*** DATA
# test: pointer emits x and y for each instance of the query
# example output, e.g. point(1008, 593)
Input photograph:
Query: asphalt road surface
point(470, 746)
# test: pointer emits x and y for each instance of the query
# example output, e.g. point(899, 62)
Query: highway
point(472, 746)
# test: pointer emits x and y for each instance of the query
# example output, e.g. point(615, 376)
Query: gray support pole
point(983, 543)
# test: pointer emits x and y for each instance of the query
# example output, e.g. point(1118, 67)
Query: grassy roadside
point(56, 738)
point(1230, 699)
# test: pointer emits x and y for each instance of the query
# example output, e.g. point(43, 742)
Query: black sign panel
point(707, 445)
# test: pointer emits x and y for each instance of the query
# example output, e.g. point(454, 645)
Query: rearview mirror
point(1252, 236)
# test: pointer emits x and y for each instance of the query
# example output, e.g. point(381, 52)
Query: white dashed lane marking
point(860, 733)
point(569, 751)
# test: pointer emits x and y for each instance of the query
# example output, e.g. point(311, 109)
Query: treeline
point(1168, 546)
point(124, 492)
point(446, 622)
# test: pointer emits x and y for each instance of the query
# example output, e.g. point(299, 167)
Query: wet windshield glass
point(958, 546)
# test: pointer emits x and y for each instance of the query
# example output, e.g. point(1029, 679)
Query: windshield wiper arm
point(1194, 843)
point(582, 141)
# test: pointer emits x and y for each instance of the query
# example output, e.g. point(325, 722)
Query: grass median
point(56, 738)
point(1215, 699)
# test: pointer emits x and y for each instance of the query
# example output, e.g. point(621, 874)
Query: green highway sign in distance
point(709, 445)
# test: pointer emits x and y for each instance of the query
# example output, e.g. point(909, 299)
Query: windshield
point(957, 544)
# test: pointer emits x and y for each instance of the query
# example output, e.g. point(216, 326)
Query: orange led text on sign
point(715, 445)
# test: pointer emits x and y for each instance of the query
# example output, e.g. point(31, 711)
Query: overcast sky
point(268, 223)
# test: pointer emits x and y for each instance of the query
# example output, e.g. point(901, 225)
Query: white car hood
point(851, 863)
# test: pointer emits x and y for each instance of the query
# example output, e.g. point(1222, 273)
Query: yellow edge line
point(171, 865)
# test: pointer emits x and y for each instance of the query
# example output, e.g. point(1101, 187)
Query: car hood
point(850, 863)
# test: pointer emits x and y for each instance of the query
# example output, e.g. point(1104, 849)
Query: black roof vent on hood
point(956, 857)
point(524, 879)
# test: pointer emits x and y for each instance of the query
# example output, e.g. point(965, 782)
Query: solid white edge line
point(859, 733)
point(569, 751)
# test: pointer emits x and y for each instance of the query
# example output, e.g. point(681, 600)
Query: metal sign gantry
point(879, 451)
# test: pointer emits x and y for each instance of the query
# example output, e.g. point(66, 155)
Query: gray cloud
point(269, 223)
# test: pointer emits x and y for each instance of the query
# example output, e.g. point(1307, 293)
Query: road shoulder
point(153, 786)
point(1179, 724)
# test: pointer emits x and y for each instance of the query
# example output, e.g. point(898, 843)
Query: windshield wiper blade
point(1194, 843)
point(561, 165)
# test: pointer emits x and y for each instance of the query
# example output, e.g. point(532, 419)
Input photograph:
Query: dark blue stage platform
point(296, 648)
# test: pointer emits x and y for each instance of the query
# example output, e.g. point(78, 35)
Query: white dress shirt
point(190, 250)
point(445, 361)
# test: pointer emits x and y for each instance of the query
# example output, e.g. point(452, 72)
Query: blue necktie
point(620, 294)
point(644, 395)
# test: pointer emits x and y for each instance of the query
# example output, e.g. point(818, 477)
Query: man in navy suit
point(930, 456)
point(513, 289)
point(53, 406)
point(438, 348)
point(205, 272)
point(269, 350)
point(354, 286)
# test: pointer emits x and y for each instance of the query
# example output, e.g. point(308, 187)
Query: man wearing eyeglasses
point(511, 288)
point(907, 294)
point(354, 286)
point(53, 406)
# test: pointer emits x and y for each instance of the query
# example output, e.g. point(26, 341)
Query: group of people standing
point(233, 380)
******
*** DATA
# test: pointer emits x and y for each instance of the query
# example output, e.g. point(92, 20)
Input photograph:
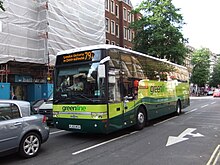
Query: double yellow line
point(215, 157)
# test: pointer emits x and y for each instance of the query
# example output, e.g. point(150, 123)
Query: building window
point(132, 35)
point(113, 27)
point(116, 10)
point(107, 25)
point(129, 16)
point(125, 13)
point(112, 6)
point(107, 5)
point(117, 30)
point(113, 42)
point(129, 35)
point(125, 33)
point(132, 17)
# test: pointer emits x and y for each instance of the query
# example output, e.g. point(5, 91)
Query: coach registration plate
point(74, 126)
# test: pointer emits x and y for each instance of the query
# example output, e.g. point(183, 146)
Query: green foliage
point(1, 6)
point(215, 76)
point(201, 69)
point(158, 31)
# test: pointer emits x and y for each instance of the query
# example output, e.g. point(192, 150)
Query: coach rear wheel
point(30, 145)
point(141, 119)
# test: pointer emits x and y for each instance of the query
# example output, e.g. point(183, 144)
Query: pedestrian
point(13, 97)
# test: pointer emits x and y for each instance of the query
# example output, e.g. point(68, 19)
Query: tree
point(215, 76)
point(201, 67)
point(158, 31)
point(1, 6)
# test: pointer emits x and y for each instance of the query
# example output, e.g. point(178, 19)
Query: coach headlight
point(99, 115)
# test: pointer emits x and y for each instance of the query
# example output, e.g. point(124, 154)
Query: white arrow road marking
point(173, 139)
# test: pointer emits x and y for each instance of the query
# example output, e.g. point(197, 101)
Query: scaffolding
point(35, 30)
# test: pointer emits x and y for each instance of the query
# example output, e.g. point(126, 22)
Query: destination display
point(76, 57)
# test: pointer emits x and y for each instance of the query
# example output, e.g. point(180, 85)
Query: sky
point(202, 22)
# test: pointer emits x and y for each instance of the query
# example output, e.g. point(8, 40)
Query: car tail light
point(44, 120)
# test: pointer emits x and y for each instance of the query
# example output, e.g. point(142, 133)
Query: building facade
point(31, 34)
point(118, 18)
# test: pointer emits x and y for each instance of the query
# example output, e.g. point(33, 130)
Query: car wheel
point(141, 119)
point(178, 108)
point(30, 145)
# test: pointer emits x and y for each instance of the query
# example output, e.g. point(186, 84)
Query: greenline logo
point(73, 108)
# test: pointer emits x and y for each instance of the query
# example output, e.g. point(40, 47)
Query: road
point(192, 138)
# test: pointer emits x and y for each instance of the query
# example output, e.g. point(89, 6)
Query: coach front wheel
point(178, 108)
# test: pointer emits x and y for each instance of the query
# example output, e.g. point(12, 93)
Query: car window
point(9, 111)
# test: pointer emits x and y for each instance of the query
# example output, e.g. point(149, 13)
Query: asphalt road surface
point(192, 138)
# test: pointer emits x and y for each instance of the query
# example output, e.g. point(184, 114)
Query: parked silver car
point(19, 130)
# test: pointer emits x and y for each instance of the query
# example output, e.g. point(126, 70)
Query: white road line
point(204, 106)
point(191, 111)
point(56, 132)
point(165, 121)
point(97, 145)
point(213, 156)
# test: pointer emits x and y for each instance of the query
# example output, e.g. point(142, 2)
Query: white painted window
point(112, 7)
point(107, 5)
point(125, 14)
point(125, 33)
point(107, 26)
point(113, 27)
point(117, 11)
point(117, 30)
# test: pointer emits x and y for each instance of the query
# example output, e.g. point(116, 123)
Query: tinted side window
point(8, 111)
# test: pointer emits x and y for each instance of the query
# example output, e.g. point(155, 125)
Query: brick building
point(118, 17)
******
▶ _SET EXERCISE_
Which lines in the entries above contain the word "sign"? Pick out each one and copy it.

▶ _EXERCISE ANSWER_
Query: black sign panel
Query: green highway sign in distance
Query: orange led text on sign
Query: metal sign gantry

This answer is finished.